> _EXTRACTED INFORMATION_
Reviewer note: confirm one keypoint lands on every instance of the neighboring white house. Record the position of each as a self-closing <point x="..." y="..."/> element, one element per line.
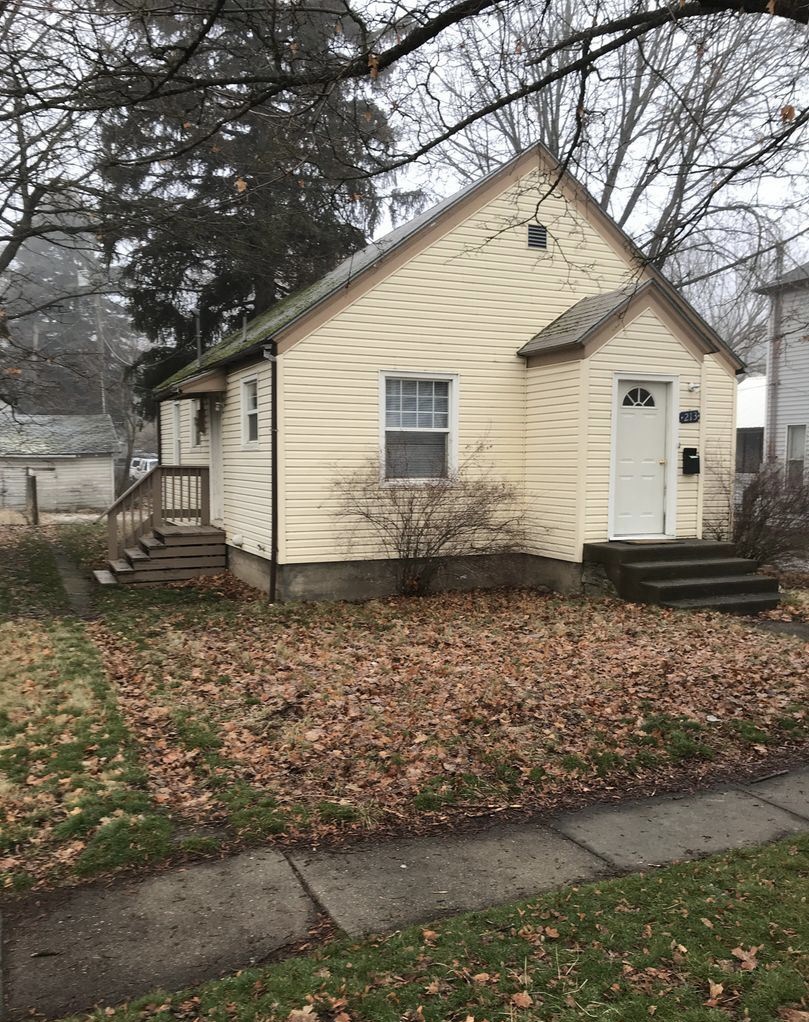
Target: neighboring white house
<point x="751" y="415"/>
<point x="787" y="432"/>
<point x="72" y="457"/>
<point x="505" y="315"/>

> _THE TASK_
Would you return the records exactly, keeping out every picture?

> _OUTPUT FOR THIS TASK_
Reviewer note: confirm one keypoint lands on every instance of the neighboring white house. Record the position of each as a self-closing <point x="..." y="..."/> element, one element per line.
Target: neighboring white house
<point x="751" y="415"/>
<point x="787" y="432"/>
<point x="72" y="457"/>
<point x="505" y="315"/>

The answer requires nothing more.